→ **Data**
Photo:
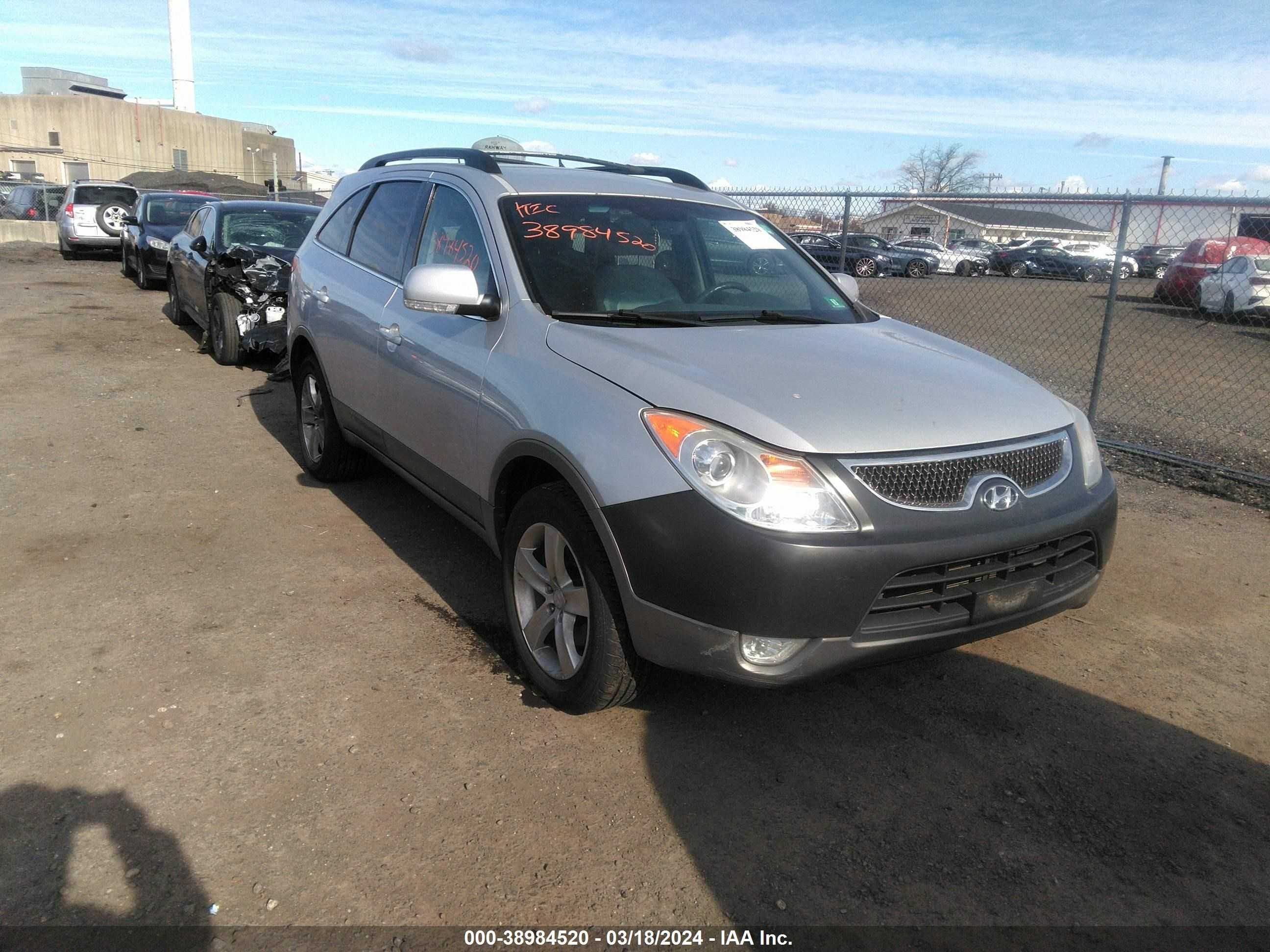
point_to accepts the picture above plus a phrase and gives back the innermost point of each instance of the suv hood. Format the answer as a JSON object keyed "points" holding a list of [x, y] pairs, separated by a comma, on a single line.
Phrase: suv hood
{"points": [[821, 389]]}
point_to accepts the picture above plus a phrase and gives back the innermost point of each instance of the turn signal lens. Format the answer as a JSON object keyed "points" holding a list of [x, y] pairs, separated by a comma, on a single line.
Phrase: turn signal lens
{"points": [[1091, 460], [755, 484]]}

→ **Problem requirements**
Copy the listing above word for word, leaving out the pictures.

→ **Correct response**
Photo:
point_to accepts the picture above plus a phrase and gives back the innermost point of each instance of the suv hood. Format the answer as a JSON object keyed "points" holding a list of [x, y] pairs, separated by a comma, on a single line.
Phrase: suv hood
{"points": [[821, 389]]}
point_to accepts the picture above plus a phrase and gives back the innermost point of each instance of the turn signal lens. Format the answer as a JSON object keyed "points" holding a list of [x, y] pairs, separated by a comma, on a single line.
Phrase: turn signal lens
{"points": [[1091, 460], [755, 484]]}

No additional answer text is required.